» Try it
Please repeat the whole listing exactly, but leave out any picture it holds.
-----
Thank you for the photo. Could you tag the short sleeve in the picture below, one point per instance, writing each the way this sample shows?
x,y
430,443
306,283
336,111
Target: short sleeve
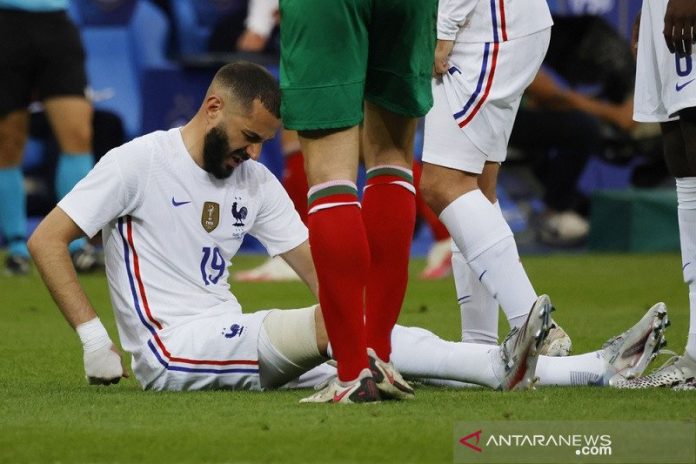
x,y
278,226
113,188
-----
» Written answer
Thank you for the photo. Could you tag the short sleeve in the picture below, one point per instance, writing each the way this sample shows?
x,y
430,443
306,283
336,111
Target: short sleeve
x,y
278,226
113,188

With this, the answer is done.